# To do:
Note the line where "Phrase: dark fish silhouette" appears in the data below; write it out exactly, along with every line that comes after it to the end.

Stored data entries
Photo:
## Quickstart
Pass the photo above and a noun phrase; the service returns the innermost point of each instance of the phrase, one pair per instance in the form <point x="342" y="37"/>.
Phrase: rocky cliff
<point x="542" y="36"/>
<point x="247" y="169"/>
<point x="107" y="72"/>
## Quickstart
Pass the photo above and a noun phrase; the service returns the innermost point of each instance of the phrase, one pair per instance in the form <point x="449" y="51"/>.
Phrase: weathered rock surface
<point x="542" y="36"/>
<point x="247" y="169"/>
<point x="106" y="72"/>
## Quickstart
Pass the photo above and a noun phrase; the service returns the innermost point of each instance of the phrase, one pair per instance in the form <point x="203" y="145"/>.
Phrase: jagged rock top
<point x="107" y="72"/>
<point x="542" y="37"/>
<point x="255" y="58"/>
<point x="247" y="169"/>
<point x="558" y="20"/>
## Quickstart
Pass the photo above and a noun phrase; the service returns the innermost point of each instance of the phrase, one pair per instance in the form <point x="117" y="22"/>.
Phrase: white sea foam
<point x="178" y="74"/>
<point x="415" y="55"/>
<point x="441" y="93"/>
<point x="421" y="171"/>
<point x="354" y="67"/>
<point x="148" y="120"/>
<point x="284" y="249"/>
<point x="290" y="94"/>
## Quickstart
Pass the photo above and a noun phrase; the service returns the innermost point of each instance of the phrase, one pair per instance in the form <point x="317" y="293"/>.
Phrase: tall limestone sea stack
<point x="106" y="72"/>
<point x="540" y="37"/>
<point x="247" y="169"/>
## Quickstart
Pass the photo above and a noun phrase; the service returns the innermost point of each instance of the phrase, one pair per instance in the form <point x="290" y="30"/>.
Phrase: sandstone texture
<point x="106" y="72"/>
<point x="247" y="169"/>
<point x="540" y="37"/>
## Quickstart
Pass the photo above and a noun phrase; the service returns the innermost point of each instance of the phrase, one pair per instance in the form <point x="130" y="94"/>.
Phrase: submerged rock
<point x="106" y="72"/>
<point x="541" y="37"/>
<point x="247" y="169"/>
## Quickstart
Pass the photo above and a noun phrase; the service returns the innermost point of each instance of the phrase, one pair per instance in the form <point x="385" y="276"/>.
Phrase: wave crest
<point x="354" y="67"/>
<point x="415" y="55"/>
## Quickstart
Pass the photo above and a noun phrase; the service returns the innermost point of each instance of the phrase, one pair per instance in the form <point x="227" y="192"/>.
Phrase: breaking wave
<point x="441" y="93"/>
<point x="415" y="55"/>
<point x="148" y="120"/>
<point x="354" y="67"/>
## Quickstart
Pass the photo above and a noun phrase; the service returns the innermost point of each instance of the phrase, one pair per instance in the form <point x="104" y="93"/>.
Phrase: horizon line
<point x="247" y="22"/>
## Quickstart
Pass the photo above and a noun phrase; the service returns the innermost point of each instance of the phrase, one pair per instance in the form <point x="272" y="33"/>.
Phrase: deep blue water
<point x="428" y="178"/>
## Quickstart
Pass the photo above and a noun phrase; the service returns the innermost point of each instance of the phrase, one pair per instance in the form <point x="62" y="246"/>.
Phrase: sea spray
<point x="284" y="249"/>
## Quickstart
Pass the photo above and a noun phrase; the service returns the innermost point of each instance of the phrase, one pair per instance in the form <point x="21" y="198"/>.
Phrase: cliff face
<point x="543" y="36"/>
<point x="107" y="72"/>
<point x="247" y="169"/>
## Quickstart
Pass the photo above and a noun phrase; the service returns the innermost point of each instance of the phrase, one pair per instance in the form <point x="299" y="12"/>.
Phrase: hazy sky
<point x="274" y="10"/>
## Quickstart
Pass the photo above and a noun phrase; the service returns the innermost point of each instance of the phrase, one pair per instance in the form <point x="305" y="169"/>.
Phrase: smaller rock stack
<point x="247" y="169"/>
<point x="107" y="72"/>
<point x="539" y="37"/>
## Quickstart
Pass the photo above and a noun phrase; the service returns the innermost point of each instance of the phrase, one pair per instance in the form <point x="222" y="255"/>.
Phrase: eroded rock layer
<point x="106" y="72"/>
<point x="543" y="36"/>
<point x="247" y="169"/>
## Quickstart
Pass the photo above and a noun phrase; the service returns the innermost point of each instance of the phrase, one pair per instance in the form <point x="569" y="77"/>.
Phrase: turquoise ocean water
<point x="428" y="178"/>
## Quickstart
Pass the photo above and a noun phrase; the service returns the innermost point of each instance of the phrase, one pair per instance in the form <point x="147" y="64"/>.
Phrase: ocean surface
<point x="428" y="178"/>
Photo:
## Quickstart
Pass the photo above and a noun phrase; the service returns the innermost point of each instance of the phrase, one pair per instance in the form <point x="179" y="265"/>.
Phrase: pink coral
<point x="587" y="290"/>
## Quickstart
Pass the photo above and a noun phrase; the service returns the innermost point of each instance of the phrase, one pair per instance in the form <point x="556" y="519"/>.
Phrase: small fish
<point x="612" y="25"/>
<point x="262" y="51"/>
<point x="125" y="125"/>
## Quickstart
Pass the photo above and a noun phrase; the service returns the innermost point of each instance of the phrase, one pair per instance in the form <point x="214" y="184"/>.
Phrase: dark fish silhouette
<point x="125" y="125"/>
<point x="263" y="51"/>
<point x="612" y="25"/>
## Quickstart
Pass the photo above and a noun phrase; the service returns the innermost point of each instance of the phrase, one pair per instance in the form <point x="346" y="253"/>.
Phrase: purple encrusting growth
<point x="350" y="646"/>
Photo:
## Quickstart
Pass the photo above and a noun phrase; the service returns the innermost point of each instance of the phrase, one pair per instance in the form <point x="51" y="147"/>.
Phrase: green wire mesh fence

# Written response:
Phrase: dark fish silhouette
<point x="125" y="125"/>
<point x="263" y="51"/>
<point x="612" y="25"/>
## Quickstart
Pass the photo above and a noun phrase; the service returns the innermost point of each instance of the phrase, one pair per instance in the form <point x="346" y="253"/>.
Phrase: purple encrusting growth
<point x="350" y="646"/>
Photo:
## Quickstart
Pass the photo above and a noun phrase; the service returns the innermost point of each instance of the phrase, one pair per instance in the form <point x="51" y="147"/>.
Phrase: green wire mesh fence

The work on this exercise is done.